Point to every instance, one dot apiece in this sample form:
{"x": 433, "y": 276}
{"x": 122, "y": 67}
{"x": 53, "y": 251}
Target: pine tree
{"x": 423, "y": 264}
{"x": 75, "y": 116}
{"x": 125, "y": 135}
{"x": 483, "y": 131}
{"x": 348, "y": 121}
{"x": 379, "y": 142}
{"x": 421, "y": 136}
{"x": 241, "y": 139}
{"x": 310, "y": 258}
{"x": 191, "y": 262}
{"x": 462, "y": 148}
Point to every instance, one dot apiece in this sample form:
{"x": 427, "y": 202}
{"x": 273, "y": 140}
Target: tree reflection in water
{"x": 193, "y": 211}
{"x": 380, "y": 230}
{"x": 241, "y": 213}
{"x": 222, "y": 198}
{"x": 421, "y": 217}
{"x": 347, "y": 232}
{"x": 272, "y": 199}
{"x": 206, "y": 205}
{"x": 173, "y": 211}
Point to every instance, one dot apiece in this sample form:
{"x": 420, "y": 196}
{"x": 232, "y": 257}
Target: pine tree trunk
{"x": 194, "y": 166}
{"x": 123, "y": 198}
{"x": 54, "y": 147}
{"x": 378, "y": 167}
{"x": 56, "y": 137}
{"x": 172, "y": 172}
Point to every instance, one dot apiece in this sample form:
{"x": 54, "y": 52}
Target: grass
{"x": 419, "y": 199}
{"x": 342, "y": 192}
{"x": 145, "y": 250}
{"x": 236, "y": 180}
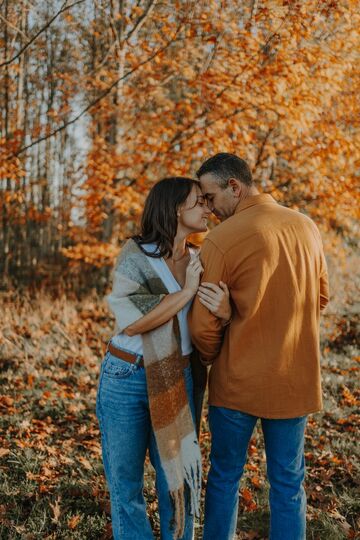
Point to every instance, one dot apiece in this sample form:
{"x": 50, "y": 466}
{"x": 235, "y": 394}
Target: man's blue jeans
{"x": 284, "y": 445}
{"x": 123, "y": 411}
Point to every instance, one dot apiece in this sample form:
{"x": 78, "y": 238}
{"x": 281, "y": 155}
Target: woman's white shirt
{"x": 134, "y": 343}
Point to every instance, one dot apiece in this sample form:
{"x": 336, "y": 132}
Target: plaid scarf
{"x": 137, "y": 289}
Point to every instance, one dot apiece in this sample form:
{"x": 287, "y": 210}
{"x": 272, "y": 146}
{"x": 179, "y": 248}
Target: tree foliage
{"x": 102, "y": 98}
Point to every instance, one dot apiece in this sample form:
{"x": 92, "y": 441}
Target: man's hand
{"x": 216, "y": 299}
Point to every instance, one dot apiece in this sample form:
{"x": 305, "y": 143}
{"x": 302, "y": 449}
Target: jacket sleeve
{"x": 205, "y": 328}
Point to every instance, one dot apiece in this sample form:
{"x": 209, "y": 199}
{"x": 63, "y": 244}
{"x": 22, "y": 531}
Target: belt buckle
{"x": 138, "y": 359}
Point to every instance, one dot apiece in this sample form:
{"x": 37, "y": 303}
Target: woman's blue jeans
{"x": 123, "y": 411}
{"x": 284, "y": 446}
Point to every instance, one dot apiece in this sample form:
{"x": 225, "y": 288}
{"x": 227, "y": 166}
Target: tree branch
{"x": 95, "y": 101}
{"x": 41, "y": 31}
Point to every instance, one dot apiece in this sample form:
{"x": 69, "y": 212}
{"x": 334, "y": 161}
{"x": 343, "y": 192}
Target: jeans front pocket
{"x": 117, "y": 368}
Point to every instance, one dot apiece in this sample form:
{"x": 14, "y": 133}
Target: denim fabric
{"x": 123, "y": 411}
{"x": 284, "y": 445}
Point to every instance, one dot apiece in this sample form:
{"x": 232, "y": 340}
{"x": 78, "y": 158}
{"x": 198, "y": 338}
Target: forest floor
{"x": 52, "y": 481}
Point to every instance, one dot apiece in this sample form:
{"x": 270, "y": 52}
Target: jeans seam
{"x": 106, "y": 449}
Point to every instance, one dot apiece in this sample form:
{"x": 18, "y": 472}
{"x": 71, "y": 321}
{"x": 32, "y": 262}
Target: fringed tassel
{"x": 178, "y": 500}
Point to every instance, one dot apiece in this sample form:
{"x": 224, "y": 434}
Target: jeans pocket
{"x": 116, "y": 368}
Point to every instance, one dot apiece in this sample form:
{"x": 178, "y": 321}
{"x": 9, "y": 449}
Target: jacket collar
{"x": 262, "y": 198}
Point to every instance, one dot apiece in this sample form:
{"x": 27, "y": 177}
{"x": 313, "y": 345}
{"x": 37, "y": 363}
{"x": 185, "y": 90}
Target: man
{"x": 265, "y": 361}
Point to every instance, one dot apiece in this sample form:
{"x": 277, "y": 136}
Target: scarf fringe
{"x": 178, "y": 499}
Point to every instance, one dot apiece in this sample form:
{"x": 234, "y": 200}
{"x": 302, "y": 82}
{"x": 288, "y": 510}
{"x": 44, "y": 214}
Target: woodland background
{"x": 101, "y": 98}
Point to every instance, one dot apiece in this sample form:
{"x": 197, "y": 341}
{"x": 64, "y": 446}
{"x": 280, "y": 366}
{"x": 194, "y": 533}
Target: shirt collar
{"x": 262, "y": 198}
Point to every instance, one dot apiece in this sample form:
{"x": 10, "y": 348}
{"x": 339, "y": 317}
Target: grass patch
{"x": 51, "y": 474}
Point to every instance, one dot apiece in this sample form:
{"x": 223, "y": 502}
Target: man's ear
{"x": 235, "y": 187}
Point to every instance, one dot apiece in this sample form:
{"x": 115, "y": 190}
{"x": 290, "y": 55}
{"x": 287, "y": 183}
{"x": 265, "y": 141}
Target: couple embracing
{"x": 249, "y": 306}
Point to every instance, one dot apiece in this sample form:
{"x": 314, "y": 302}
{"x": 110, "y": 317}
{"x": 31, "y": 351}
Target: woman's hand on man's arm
{"x": 216, "y": 299}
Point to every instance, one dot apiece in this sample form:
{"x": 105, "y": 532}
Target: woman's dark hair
{"x": 159, "y": 220}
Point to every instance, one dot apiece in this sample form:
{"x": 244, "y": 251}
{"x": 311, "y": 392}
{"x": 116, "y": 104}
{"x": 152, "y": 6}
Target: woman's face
{"x": 194, "y": 213}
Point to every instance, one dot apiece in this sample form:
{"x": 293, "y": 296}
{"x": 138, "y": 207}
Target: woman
{"x": 145, "y": 396}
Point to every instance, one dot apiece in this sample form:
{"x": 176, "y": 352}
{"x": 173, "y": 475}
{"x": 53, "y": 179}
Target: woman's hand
{"x": 193, "y": 273}
{"x": 216, "y": 299}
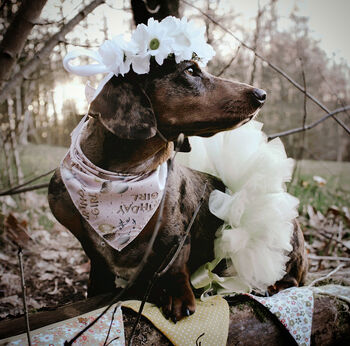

_____

Problem statement
Before printing the records again, strip out the pictures; change nothing else.

Output of the exercise
Point to every instance, one dot apiece in this sample form:
{"x": 433, "y": 276}
{"x": 122, "y": 67}
{"x": 53, "y": 251}
Target: pine tree
{"x": 423, "y": 264}
{"x": 75, "y": 116}
{"x": 125, "y": 135}
{"x": 483, "y": 131}
{"x": 348, "y": 121}
{"x": 379, "y": 142}
{"x": 421, "y": 136}
{"x": 241, "y": 139}
{"x": 310, "y": 258}
{"x": 191, "y": 262}
{"x": 462, "y": 148}
Point to every instance, one dot apiece in this sample form:
{"x": 427, "y": 202}
{"x": 273, "y": 140}
Target: tree reflection in water
{"x": 193, "y": 211}
{"x": 380, "y": 230}
{"x": 241, "y": 213}
{"x": 222, "y": 198}
{"x": 421, "y": 217}
{"x": 347, "y": 232}
{"x": 272, "y": 199}
{"x": 206, "y": 205}
{"x": 173, "y": 211}
Point to every instance, one dot apiece in this sample form:
{"x": 420, "y": 196}
{"x": 232, "y": 257}
Target: pine tree trunk
{"x": 194, "y": 166}
{"x": 123, "y": 198}
{"x": 54, "y": 147}
{"x": 378, "y": 167}
{"x": 56, "y": 137}
{"x": 172, "y": 172}
Point to every instance, one dot apiece in this sample form:
{"x": 54, "y": 52}
Target: grass
{"x": 419, "y": 199}
{"x": 342, "y": 192}
{"x": 145, "y": 250}
{"x": 236, "y": 180}
Point to every instance, one dot apiece in this sample form:
{"x": 50, "y": 466}
{"x": 235, "y": 394}
Target: man's blue jeans
{"x": 284, "y": 445}
{"x": 123, "y": 411}
Point to every instance, one dot apiece in this sample form:
{"x": 78, "y": 238}
{"x": 281, "y": 155}
Target: woman's white shirt
{"x": 134, "y": 343}
Point to every instance, one dot apiece in this sample form:
{"x": 336, "y": 132}
Target: plaid scarf
{"x": 137, "y": 289}
Point to every instance, one dot apiece in this sample form:
{"x": 287, "y": 210}
{"x": 272, "y": 146}
{"x": 179, "y": 248}
Target: tree foliage
{"x": 102, "y": 98}
Point to every instance, one dot apiece in this sample form:
{"x": 92, "y": 441}
Target: man's hand
{"x": 216, "y": 299}
Point to every instance, one dot apiece in this sample form:
{"x": 305, "y": 143}
{"x": 302, "y": 449}
Target: jacket sleeve
{"x": 205, "y": 328}
Point to every instance, one dot apiece in this sample form:
{"x": 209, "y": 199}
{"x": 63, "y": 244}
{"x": 22, "y": 531}
Target: belt buckle
{"x": 138, "y": 359}
Point to every instance, one dot apiece in this sample form:
{"x": 37, "y": 303}
Target: woman's blue jeans
{"x": 123, "y": 411}
{"x": 284, "y": 446}
Point to every instance, one dot apiece in this sample form:
{"x": 225, "y": 288}
{"x": 227, "y": 166}
Target: tree branch
{"x": 95, "y": 101}
{"x": 41, "y": 31}
Point to every instance, one dot apiece in this sample form:
{"x": 69, "y": 212}
{"x": 334, "y": 161}
{"x": 343, "y": 192}
Target: jeans front pocket
{"x": 117, "y": 368}
Point to every instance, one dot apiece in this sample form:
{"x": 14, "y": 133}
Target: denim fabric
{"x": 123, "y": 411}
{"x": 284, "y": 445}
Point to every instance, one dot apiece in this sample form:
{"x": 232, "y": 340}
{"x": 78, "y": 158}
{"x": 198, "y": 338}
Target: forest floor
{"x": 52, "y": 481}
Point to every instance, one dot apiece in this sample form:
{"x": 270, "y": 52}
Target: jeans seam
{"x": 106, "y": 449}
Point to every instance, one dot apiece in this sample form:
{"x": 18, "y": 472}
{"x": 71, "y": 321}
{"x": 32, "y": 262}
Target: fringed tassel
{"x": 178, "y": 500}
Point to every instance, one dot apiece in this sample form:
{"x": 224, "y": 434}
Target: jeans pocket
{"x": 116, "y": 368}
Point to every instance, one dot apiece in this sample form:
{"x": 178, "y": 321}
{"x": 9, "y": 449}
Target: jacket collar
{"x": 262, "y": 198}
Point to every instance, one dot apiece in this sample form:
{"x": 27, "y": 177}
{"x": 313, "y": 345}
{"x": 37, "y": 363}
{"x": 185, "y": 90}
Target: man
{"x": 265, "y": 361}
Point to every instance, one dot apiece in this sample form:
{"x": 277, "y": 136}
Target: scarf fringe
{"x": 178, "y": 499}
Point to every instance, one dot apiece in this sample form:
{"x": 234, "y": 200}
{"x": 302, "y": 82}
{"x": 288, "y": 510}
{"x": 44, "y": 214}
Target: woodland background
{"x": 101, "y": 98}
Point to every instance, one dot apiece in this sample form:
{"x": 197, "y": 341}
{"x": 64, "y": 446}
{"x": 280, "y": 366}
{"x": 194, "y": 533}
Target: shirt collar
{"x": 262, "y": 198}
Point to every instance, one dot apiece in this sample form:
{"x": 10, "y": 348}
{"x": 339, "y": 317}
Target: grass patch
{"x": 51, "y": 474}
Point to every instance, one dot apiece in this sample form:
{"x": 223, "y": 502}
Target: man's ear
{"x": 235, "y": 187}
Point to every instance, one dot apiece in this sample form:
{"x": 115, "y": 190}
{"x": 290, "y": 55}
{"x": 287, "y": 183}
{"x": 265, "y": 141}
Target: couple embracing
{"x": 249, "y": 306}
Point to every instance, one dot apiece in this sample form:
{"x": 314, "y": 302}
{"x": 110, "y": 317}
{"x": 31, "y": 351}
Target: woman's hand on man's arm
{"x": 216, "y": 299}
Point to every instance, one dot apiece in this sample form:
{"x": 105, "y": 532}
Target: woman's dark hair
{"x": 159, "y": 220}
Point to every instance, one dot apiece in this sample form:
{"x": 244, "y": 251}
{"x": 311, "y": 392}
{"x": 116, "y": 104}
{"x": 152, "y": 6}
Target: woman's face
{"x": 194, "y": 213}
Point to every instance, one dot apiece in this sample form:
{"x": 293, "y": 296}
{"x": 138, "y": 207}
Target: woman
{"x": 145, "y": 396}
Point to every instance, one dot apiece in this sample form:
{"x": 176, "y": 352}
{"x": 173, "y": 475}
{"x": 53, "y": 179}
Target: woman's hand
{"x": 193, "y": 273}
{"x": 216, "y": 299}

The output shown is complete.